***** The data

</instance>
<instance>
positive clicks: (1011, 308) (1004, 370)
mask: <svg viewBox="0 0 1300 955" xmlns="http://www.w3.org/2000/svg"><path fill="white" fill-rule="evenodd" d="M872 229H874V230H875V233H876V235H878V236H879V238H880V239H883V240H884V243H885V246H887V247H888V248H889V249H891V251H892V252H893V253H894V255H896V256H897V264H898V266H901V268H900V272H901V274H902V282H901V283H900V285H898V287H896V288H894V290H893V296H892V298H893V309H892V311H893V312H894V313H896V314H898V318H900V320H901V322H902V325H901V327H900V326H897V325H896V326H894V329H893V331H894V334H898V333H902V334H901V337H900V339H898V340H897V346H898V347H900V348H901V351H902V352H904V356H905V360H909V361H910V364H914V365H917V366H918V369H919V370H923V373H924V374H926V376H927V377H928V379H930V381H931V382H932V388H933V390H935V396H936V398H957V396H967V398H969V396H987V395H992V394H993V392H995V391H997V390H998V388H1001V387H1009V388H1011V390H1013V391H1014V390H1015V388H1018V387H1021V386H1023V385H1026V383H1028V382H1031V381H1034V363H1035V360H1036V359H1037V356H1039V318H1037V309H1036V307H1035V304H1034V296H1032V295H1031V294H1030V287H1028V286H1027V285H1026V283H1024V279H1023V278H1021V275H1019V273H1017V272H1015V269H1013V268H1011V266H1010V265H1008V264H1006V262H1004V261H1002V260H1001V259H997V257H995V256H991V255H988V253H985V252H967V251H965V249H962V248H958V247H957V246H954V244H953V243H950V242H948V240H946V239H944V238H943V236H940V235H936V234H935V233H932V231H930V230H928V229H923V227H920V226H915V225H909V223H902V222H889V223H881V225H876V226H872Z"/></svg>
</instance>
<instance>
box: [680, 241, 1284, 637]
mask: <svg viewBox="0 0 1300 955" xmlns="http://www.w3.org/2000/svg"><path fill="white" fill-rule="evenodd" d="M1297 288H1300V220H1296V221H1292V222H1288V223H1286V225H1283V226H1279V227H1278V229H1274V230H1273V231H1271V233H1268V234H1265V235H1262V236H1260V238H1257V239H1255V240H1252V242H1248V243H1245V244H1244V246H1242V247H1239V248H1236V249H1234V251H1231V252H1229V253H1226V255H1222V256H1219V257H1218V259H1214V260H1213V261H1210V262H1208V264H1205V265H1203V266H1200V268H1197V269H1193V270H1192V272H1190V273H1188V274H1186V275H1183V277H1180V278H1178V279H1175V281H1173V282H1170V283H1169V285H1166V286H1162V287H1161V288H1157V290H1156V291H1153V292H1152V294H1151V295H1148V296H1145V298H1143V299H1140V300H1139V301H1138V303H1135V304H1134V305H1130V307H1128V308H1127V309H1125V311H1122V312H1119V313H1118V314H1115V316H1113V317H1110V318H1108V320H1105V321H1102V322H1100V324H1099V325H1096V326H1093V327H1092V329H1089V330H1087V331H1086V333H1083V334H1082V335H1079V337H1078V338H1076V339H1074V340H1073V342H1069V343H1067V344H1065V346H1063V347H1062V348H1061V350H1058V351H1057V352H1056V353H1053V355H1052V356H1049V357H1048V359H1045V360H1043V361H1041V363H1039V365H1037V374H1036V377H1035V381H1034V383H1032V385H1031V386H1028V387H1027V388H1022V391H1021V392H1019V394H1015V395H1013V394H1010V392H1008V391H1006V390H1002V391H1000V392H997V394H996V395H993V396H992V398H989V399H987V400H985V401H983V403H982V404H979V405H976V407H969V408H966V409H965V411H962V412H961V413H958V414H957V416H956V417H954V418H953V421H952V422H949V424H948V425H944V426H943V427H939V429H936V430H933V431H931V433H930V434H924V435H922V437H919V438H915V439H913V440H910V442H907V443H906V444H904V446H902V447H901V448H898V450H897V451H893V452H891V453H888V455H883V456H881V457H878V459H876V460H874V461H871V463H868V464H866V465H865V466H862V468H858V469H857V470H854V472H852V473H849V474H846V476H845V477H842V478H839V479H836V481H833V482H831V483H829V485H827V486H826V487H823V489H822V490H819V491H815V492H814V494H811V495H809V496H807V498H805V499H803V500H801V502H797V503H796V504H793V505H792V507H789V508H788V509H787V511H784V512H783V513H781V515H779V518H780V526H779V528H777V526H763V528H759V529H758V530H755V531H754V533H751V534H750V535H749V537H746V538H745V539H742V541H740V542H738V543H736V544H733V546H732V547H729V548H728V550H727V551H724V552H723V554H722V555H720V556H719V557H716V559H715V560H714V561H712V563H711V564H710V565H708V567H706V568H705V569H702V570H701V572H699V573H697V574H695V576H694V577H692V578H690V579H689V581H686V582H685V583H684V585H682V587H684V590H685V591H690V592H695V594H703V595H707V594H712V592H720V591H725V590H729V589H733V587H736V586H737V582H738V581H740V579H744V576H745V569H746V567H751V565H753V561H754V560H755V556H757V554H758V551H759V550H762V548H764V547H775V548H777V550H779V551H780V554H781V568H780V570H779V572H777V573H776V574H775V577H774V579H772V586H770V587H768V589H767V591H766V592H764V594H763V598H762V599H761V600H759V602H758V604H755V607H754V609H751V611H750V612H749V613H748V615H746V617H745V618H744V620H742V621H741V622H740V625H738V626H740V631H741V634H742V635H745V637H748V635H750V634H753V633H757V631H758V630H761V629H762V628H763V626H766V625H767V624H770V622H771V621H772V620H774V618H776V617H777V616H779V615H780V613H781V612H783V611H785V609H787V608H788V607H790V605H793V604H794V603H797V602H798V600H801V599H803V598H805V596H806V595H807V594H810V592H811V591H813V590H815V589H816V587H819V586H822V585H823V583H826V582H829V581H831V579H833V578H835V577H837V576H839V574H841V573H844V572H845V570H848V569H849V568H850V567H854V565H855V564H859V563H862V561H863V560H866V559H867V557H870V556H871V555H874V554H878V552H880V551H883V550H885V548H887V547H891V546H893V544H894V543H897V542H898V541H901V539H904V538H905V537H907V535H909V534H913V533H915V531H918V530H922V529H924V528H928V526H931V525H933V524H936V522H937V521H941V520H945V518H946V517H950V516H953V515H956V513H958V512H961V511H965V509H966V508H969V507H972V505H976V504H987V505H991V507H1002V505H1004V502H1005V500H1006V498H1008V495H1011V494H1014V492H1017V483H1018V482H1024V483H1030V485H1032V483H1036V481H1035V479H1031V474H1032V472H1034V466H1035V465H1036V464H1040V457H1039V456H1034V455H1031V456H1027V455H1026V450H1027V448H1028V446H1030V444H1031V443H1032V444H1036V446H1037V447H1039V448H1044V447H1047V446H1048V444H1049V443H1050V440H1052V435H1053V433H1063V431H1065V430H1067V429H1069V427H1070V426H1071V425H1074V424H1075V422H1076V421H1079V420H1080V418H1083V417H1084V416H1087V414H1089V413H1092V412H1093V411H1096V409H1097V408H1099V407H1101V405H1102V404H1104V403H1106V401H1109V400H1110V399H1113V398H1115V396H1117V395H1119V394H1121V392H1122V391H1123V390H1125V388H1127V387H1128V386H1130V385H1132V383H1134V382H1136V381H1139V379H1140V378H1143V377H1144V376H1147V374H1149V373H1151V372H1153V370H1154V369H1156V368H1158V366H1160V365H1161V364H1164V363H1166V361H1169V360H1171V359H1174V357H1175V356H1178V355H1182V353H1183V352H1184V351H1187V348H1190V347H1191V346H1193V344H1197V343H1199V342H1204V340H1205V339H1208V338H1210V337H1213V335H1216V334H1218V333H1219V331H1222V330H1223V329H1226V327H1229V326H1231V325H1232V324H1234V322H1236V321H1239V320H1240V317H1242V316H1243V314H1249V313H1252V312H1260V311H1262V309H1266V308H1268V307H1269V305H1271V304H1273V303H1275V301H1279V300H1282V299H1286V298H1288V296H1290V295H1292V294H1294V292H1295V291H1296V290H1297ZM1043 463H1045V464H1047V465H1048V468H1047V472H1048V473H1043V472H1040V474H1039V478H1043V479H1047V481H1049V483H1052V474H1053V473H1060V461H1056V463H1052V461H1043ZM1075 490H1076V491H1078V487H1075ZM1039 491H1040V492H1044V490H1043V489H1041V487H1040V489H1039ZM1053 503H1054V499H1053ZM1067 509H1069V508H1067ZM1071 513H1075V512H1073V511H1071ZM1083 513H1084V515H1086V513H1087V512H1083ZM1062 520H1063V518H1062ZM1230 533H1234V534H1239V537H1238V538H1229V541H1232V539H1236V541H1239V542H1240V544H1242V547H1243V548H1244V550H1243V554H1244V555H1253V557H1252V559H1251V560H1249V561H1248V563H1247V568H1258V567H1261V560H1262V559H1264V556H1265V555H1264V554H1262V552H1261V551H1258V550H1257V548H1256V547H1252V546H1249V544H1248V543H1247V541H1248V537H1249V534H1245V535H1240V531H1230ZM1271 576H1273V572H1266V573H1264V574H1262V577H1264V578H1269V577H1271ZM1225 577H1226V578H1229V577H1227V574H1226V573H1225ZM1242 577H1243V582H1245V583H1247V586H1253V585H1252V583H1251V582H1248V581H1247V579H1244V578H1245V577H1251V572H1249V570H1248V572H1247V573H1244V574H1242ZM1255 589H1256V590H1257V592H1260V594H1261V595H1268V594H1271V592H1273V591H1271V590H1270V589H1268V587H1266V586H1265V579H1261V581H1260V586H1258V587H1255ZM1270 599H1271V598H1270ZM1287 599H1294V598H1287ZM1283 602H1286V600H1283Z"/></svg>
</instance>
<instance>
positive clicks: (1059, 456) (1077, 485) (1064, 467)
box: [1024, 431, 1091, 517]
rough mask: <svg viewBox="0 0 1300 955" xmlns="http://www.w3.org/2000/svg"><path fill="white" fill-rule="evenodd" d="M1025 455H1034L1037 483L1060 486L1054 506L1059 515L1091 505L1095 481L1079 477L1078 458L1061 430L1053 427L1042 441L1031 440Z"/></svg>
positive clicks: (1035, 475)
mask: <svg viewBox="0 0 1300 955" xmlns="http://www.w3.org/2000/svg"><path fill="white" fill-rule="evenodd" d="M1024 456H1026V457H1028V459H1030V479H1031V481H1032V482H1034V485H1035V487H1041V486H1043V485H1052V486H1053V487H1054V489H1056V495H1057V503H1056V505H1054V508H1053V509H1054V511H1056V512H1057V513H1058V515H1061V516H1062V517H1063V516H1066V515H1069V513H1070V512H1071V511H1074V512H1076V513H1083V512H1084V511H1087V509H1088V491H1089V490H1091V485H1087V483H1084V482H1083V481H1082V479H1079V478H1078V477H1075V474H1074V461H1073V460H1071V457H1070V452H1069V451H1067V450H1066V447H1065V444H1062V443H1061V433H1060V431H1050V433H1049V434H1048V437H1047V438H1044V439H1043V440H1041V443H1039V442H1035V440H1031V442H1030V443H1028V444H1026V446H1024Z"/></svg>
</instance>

**********

Copy out the records word for word, from the start through the line containing "box: [680, 241, 1284, 637]", including that line.

• **Task answer**
</instance>
<instance>
positive clicks: (1011, 308) (1004, 370)
mask: <svg viewBox="0 0 1300 955" xmlns="http://www.w3.org/2000/svg"><path fill="white" fill-rule="evenodd" d="M872 229H874V230H875V233H876V235H878V236H879V238H880V239H883V240H884V243H885V246H887V247H888V248H889V249H891V251H892V252H893V253H894V255H896V256H897V264H898V266H901V268H900V272H901V274H902V282H901V283H900V285H898V287H896V288H894V290H893V296H892V298H893V309H892V311H893V312H894V313H896V314H898V318H900V320H901V322H902V325H901V327H900V326H897V325H896V326H894V329H893V331H894V334H898V333H902V334H901V337H900V339H898V340H897V346H898V347H900V348H901V351H902V352H904V356H905V360H909V361H910V364H914V365H917V366H918V369H919V370H923V373H924V374H926V376H927V377H928V379H930V381H931V382H932V388H933V390H935V396H936V398H957V396H967V398H969V396H987V395H992V394H993V392H995V391H997V390H998V388H1001V387H1009V388H1011V390H1013V391H1014V390H1015V388H1018V387H1021V386H1023V385H1026V383H1028V382H1031V381H1034V363H1035V360H1036V359H1037V356H1039V318H1037V309H1036V307H1035V304H1034V296H1032V295H1031V294H1030V287H1028V286H1027V285H1026V283H1024V279H1023V278H1021V275H1019V273H1017V272H1015V269H1013V268H1011V266H1010V265H1008V264H1006V262H1004V261H1002V260H1001V259H997V257H995V256H991V255H988V253H985V252H967V251H965V249H962V248H958V247H957V246H954V244H953V243H950V242H948V240H946V239H944V238H943V236H940V235H936V234H935V233H932V231H930V230H928V229H923V227H920V226H915V225H909V223H902V222H889V223H881V225H876V226H872Z"/></svg>
</instance>
<instance>
box: [680, 241, 1284, 637]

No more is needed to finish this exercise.